- **Extrait cité**:
·····

Une centaine de Rroms de nationalité bosniaque originaires de Modrica sont arrivés à Toulon depuis début janvier. Le département du Var n’a pas pu prendre en charge de façon décente ces familles et assurer leur accès aux droits fondamentaux – une situation qui illustre le sous-équipement du département.
Suite au rejet par l’OFPRA de leur demandes d’asile, sept familles, soit 32 personnes dont 18 enfants, se sont retrouvées à la rue le 9 juin, par « décision ahurissante et scandaleuse de la préfecture de Toulon de mettre fin à leur hébergement » (France terre d’asile).
Communiqué de presse de France terre d’asile
Paris, le 9 juin 2010
Le mauvais exemple par Toulon
Sept familles de Roms bosniaques, représentant un nombre total de 32 personnes (dont 18 mineurs) sont sans abri, suite à une décision ahurissante et scandaleuse de la préfecture de Toulon de mettre fin à leur hébergement.
Ces personnes étaient arrivées dans le Var au cours du premier trimestre 2010. Elles ont déposé une demande d’asile, et ont été placées sous procédure prioritaire. Rejetée devant l’OFPRA, leur demande d’asile fera l’objet d’un recours devant la CNDA. Ce recours n’est pas suspensif, rendant légale la mesure d’éloignement en cours de procédure.Le choix des autorités publiques avait été de proposer un hébergement « tournant et croisé », selon les termes de la préfecture, en usage localement, afin d’éviter un prétendu appel d’air, obligeant les familles à changer régulièrement de lieu d’accueil.
Aujourd’hui, ces familles sont à la rue sur décision de la préfecture du Var, avant même d’avoir reçu notification de la décision de rejet de leur demande d’asile par l’OFPRA. Nous nous étonnons de cette décision de la préfecture qui laisse à la rue des familles entières dans une totale méconnaissance de leurs droits et au mépris de leur dignité, bafouant le principe de l’inconditionnalité de l’accueil.
Nous condamnons avec force une telle pratique.
Nous rappelons que, si un Etat a le droit de mettre en place des politiques migratoires, il n’en demeure pas moins que les personnes ont un égal droit à leur dignité, dont le droit à l’hébergement, quels que soient leur origine et leur statut.
Bosniaques : les demandes d’asile rejetées
par Jacqueline Cnobloch, Var-matin le 10 juin 2010
RÉFUGIÉS Une quarantaine de personnes sont concernées à Toulon. Les associations se mobilisent
Nouveau noeud pour les familles Bosniaques qui avaient débarqué à Toulon au cours du premier trimestre 2010 : leurs demandes d’asile sont peu à peu rejetées par l’OFPRA [1].

·····

- **Données affichées**:
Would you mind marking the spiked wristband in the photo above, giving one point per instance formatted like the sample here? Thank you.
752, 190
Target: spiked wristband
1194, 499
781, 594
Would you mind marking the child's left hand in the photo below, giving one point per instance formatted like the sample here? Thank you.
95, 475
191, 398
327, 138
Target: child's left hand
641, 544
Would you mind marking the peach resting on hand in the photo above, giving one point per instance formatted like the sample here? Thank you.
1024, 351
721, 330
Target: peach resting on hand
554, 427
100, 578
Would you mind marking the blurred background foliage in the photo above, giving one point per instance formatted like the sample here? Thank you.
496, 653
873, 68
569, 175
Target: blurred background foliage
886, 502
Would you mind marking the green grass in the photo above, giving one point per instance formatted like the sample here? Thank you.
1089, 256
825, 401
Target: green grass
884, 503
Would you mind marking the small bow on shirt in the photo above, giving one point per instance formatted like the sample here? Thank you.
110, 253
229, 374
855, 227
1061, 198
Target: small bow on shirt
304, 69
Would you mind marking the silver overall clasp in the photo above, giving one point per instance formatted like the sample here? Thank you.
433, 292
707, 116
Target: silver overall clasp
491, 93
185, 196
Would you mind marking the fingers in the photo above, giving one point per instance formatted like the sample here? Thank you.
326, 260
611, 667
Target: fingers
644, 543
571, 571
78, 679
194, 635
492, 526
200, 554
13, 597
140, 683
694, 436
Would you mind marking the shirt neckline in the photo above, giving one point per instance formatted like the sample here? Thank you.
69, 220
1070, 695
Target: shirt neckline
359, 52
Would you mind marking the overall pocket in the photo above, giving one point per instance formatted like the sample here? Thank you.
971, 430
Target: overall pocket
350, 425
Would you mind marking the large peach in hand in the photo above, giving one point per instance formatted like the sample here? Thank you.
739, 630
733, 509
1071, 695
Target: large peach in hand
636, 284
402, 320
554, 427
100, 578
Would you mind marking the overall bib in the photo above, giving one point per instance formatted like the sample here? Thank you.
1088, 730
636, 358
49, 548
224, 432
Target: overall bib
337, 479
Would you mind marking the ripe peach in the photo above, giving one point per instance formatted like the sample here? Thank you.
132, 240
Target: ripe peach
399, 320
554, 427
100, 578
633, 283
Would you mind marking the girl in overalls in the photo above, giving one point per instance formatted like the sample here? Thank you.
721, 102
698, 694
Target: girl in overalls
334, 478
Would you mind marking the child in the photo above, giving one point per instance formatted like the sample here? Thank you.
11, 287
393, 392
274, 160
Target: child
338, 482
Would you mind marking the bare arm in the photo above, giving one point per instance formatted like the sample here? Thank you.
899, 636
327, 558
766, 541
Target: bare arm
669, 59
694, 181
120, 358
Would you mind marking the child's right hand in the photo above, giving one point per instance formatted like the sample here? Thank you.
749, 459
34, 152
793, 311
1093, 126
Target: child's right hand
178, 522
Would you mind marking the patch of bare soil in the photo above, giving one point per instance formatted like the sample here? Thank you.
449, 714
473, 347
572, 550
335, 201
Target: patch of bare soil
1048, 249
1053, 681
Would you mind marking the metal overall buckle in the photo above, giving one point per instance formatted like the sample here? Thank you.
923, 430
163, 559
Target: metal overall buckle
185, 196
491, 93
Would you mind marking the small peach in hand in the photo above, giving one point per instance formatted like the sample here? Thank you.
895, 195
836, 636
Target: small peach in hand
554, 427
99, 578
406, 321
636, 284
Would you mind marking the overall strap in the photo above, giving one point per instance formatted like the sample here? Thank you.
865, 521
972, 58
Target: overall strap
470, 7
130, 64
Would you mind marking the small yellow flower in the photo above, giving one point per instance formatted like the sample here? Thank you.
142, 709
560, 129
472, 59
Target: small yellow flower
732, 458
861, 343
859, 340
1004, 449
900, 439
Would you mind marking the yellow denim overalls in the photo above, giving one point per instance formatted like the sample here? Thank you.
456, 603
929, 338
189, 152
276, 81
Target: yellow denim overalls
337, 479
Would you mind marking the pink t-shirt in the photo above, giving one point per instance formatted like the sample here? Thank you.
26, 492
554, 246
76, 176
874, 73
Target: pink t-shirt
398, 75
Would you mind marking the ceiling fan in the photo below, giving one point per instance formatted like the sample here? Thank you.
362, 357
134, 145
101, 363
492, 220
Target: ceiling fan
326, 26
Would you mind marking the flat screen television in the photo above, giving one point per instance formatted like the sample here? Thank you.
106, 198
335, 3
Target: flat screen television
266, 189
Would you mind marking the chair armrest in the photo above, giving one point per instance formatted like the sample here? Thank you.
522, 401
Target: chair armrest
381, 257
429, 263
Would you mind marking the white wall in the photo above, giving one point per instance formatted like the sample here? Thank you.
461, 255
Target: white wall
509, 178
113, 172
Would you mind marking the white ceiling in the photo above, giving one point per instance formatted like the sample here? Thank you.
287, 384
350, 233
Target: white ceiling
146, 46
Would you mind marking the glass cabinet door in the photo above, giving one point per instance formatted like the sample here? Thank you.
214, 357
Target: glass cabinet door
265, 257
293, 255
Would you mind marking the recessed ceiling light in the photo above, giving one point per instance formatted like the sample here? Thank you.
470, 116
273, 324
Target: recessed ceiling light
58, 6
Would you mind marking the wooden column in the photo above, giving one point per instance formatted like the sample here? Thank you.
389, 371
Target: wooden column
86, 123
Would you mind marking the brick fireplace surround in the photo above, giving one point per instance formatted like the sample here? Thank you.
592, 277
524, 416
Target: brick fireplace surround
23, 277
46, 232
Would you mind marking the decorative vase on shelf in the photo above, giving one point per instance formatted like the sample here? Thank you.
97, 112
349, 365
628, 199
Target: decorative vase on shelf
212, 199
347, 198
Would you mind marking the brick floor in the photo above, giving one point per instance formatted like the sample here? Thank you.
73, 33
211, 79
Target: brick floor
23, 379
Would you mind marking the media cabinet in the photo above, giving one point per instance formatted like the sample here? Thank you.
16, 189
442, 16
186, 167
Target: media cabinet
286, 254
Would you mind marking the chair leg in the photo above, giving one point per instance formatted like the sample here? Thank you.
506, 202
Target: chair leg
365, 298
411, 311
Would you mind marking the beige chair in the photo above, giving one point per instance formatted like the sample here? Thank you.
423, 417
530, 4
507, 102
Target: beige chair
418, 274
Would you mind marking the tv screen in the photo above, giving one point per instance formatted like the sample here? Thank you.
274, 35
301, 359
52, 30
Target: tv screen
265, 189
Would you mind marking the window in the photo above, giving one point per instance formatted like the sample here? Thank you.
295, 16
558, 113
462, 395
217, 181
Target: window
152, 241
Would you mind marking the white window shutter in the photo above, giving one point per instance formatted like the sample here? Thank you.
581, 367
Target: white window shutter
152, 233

·····

- **Défis**:
- A) Dans l'extrait cité, transformez en liste le paragraphe qui commence par « Suite au rejet par l'OFPRA ». Conservez ses faits essentiels.
- B) Reproduisez à l'identique le passage de l'extrait cité qui va de « Une centaine de » jusqu'à « sous-équipement du département. ».

- **Réponses**:
- A)
- L'OFPRA a rejeté les demandes d'asile des familles.
- Le 9 juin, sept familles, soit 32 personnes dont 18 enfants, se sont retrouvées à la rue.
- Cette situation découle d'une décision de la préfecture de Toulon de mettre fin à leur hébergement. France terre d'asile qualifie cette décision d'« ahurissante et scandaleuse ».

- B)
Une centaine de Rroms de nationalité bosniaque originaires de Modrica sont arrivés à Toulon depuis début janvier. Le département du Var n’a pas pu prendre en charge de façon décente ces familles et assurer leur accès aux droits fondamentaux – une situation qui illustre le sous-équipement du département.